### STATED GOAL
Retype, exactly and with nothing added, the lines from the one showing "One dot per instance of the grass" through the final line of the material. Omit pictures.

┌──

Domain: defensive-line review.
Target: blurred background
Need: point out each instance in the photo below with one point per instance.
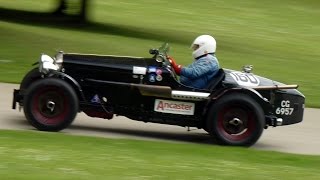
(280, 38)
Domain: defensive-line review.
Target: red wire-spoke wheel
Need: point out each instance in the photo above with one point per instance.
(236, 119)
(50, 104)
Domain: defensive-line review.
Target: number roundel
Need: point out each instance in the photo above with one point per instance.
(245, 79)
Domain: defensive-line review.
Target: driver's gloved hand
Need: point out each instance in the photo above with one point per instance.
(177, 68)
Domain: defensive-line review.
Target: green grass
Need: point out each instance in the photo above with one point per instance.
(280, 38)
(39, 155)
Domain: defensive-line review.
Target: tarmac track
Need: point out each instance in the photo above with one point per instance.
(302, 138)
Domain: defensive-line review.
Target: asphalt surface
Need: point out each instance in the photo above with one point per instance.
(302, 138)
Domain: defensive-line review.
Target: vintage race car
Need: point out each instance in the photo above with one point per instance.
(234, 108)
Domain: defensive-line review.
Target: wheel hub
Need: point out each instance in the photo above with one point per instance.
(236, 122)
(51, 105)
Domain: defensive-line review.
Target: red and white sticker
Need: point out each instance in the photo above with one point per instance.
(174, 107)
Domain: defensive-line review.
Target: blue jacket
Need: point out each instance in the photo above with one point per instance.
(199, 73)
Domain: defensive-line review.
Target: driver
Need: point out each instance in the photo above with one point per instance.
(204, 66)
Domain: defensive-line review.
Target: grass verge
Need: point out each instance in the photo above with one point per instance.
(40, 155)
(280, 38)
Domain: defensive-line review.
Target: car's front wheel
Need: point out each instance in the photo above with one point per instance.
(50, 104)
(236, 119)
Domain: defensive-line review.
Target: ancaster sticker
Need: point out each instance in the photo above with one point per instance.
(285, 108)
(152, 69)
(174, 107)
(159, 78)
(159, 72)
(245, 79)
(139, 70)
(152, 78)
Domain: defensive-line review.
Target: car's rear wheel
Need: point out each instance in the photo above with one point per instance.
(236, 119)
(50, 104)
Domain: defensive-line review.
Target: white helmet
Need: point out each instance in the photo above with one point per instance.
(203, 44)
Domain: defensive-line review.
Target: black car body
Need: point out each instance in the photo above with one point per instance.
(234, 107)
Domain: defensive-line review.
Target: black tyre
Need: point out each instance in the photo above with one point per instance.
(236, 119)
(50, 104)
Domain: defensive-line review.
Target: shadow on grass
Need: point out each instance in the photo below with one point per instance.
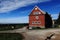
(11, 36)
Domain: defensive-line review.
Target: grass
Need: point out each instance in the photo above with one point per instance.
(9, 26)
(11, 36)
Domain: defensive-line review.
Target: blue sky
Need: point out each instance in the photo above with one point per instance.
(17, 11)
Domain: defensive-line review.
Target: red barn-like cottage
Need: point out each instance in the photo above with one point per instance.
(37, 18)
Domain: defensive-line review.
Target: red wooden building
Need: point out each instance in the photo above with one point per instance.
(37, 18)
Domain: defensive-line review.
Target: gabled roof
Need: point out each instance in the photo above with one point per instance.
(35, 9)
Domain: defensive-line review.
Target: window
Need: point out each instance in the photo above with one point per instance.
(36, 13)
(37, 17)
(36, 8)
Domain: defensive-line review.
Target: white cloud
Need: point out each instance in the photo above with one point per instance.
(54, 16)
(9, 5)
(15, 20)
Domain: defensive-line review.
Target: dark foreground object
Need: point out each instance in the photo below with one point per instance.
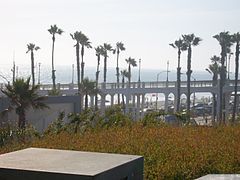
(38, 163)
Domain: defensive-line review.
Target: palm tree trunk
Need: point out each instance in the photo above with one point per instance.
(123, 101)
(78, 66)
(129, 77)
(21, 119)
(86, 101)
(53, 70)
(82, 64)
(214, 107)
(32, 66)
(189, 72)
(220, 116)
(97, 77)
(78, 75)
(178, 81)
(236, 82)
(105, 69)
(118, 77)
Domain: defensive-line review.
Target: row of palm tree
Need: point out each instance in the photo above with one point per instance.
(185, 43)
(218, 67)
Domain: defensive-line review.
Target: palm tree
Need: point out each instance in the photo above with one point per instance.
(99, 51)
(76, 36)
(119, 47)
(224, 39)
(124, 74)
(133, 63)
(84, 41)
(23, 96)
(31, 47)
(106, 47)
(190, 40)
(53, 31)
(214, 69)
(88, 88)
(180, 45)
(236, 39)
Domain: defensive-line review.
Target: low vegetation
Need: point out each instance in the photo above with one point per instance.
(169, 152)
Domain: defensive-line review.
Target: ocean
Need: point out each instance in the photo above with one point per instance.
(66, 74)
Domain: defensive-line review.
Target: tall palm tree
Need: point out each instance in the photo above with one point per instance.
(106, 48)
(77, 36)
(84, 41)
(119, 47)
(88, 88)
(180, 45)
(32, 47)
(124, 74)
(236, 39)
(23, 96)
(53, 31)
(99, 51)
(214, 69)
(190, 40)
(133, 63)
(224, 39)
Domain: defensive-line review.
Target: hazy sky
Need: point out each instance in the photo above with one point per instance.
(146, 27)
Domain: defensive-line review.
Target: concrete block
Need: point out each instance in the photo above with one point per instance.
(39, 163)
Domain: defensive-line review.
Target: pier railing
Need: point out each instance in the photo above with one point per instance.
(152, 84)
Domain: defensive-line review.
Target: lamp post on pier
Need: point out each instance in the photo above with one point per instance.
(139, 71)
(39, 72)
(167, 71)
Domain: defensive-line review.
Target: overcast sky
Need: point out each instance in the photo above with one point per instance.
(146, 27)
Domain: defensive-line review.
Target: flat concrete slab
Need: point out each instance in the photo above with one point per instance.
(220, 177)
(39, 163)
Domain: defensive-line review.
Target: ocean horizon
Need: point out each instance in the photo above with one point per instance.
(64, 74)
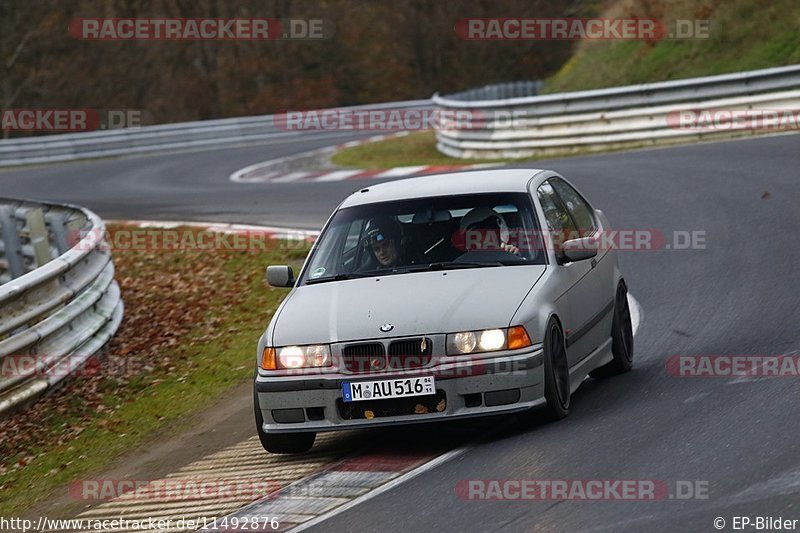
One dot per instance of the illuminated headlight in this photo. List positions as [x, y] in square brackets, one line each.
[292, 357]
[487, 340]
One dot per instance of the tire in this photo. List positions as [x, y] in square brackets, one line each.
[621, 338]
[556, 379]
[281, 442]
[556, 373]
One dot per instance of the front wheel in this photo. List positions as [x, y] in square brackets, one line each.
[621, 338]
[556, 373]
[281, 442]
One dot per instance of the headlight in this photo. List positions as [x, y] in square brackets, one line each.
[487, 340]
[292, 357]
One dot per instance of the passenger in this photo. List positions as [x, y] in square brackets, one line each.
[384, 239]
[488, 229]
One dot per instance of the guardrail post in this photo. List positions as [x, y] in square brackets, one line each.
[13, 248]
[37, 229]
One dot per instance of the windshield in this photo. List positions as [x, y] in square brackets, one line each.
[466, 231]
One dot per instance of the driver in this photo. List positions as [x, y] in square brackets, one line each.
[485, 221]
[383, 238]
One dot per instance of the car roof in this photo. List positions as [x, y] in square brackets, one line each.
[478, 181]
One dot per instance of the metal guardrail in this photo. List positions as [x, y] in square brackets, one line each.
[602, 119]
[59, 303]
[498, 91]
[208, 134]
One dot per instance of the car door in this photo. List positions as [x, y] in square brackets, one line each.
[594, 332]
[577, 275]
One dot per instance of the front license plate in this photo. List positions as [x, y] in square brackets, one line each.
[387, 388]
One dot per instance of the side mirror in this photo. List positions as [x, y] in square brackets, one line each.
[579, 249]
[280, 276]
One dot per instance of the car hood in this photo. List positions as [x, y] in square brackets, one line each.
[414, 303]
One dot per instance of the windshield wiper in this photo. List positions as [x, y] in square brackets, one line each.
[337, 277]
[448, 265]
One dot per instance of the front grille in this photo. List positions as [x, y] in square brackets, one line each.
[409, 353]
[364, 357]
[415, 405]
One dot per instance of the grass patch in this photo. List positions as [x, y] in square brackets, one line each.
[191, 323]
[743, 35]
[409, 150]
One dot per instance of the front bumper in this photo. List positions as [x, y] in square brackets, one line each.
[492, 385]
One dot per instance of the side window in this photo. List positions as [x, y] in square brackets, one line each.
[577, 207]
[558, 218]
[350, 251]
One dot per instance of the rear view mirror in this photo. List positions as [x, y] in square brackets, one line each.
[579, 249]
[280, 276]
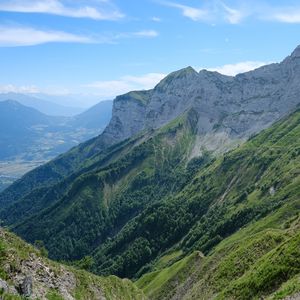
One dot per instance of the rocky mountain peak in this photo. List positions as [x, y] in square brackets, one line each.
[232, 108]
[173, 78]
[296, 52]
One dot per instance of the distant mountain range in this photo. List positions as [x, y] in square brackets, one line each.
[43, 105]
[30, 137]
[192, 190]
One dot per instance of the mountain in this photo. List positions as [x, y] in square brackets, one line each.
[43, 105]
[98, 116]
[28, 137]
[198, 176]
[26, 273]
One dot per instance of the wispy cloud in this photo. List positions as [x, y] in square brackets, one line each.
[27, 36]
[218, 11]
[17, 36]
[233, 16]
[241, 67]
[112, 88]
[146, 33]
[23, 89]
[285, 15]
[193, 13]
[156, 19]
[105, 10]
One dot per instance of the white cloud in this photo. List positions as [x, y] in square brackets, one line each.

└──

### TASK RESULT
One dot per instance of the grass patch in this photo. List positions as [x, y] in square brackets, one line each.
[191, 323]
[743, 35]
[409, 150]
One dot per instance of the front bumper in this photo. List positions as [x, y] in square brackets, one line each.
[492, 385]
One dot per instance of the side window in this photo. List positions as [x, y] in square brackets, one line each.
[577, 207]
[558, 218]
[350, 251]
One dot per instance of the rear view mirror in this photo. List positions as [x, y] in square brackets, one line each.
[579, 249]
[280, 276]
One dot per instance of the rocky mountain peak in this photo. List positions as [x, y] in square brackets, one line each.
[232, 108]
[173, 78]
[296, 52]
One dot per instance of the distant mountain range in this photo. List positions as [x, y] in square brackets, one line each.
[43, 105]
[30, 137]
[192, 190]
One dot per instance of the mountain in this photo. List positions as [x, y] in square brackets, one line each.
[43, 105]
[98, 116]
[28, 137]
[198, 176]
[26, 273]
One dot per instance of the wispy cloud in this photo. List positions as [x, y] in square brackets, one line each.
[27, 36]
[218, 11]
[17, 36]
[233, 16]
[241, 67]
[112, 88]
[146, 33]
[23, 89]
[285, 15]
[193, 13]
[156, 19]
[105, 10]
One dot per instance of the white cloud in this photo. List positions as [x, y] in square brackets, one line each.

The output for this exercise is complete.